## begin Source excerpt

One Trustee expressing trepidation is Chawla: mismatched charters (November and March) may lead to misinformation, obfuscation and opens them “up for trouble”. That is, if the Town passes a different version of the charter than the Village, the two versions will need to be reconciled. 

 

Attorney Richardson acknowledges this is “unprecedented. Usually boards get on the same page before taking a charter to the voters.”

 

Tyler recognizes there’s “a lot of uncertainty”. “We’re all feeling a little strange, this is a monumental step”  He then asks Attorney Richardson, “Is there something glaring about this that we might want to be thinking about?"

 

Richardson responds, it’s risky, it’s a gambit, you’re locking yourself into this version, it can easily backfire, but from a legal perspective you’re fine. 

 

Tyler hesitates, saying, I’m not getting cold feet or buyer’s [remorse]. If merger fails, “what is the next step?” 

 

Chawla has second thoughts. He realizes the Trustees may not have a good read on public sentiment in the Village, and this vote would be finding that out the hard way. He sees no harm in waiting for a March vote. 

 

Both Chawla and Tyler have been surprised by recent requests for separation from constituents, and that merger alternative may look appealing to the TOV once the numbers are released.

## end Source excerpt
## begin Given data

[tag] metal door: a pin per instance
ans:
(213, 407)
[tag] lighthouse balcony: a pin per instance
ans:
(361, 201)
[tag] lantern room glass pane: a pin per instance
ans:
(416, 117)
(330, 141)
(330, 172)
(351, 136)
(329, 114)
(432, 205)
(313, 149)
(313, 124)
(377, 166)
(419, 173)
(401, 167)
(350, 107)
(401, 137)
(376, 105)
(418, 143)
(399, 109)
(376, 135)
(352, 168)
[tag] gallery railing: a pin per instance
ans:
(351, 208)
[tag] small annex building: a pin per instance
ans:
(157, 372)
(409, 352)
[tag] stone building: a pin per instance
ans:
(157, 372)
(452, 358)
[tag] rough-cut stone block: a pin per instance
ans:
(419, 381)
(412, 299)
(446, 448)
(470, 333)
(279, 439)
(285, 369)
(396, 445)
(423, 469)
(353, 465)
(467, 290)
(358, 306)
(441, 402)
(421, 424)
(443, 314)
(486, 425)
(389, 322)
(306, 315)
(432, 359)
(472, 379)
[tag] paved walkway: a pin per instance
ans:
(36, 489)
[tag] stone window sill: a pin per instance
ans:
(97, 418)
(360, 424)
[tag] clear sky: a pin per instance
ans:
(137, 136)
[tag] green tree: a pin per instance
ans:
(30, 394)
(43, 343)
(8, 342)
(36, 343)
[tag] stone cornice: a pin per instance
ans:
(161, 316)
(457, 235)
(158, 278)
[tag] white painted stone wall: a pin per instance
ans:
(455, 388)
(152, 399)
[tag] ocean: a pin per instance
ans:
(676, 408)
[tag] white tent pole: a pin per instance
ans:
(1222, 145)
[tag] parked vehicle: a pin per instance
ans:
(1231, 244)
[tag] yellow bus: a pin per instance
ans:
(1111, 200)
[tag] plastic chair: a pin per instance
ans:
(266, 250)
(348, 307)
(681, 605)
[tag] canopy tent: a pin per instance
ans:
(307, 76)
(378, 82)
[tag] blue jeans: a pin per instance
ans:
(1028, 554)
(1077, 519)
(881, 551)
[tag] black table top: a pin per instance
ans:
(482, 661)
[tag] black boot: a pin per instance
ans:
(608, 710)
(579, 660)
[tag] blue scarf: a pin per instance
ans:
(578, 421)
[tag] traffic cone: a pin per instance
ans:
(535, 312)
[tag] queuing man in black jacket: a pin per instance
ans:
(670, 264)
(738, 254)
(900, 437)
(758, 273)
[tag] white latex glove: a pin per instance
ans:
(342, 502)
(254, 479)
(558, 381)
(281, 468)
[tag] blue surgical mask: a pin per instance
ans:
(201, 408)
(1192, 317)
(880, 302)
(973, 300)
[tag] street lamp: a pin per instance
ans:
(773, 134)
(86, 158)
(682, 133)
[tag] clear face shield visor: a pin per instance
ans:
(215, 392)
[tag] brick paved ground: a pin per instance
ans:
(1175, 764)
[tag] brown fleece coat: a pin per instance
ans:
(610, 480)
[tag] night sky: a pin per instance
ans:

## end Given data

> [Stated task 1]: In the excerpt on the charter vote, which two months does Chawla name for the mismatched charters?
> [Stated task 2]: Please extend the excerpt on the charter vote, picking up after its final sentence.

> [Final result 1]: November and March.

> [Final result 2]:
 

Brown points out that all Trustees ran on the issue of merger – and not on separation.

 

After more than three hours, the vote: Will the Village put the merger question on the November ballot? (4-1, Chawla opposed.)

 

The meeting closes with Tyler realizing the plan’s language must be ready for publication in two weeks. “We’re gonna have to try to buff this charter up fairly soon. ... I’ll take that responsibility.” That's logical. Tyler has been the primary author of the prior two versions of the charter.

RingsNot_edited.jpg

Merger t-shirts were gifted to Town and Village staff and elected officials, who attended a retreat to plan Essex' future on June 22, 2019. 

 

The front showed entwined rings; we have taken artistic license above. The reverse said "Better Together!! Save the Date: 11/03/20"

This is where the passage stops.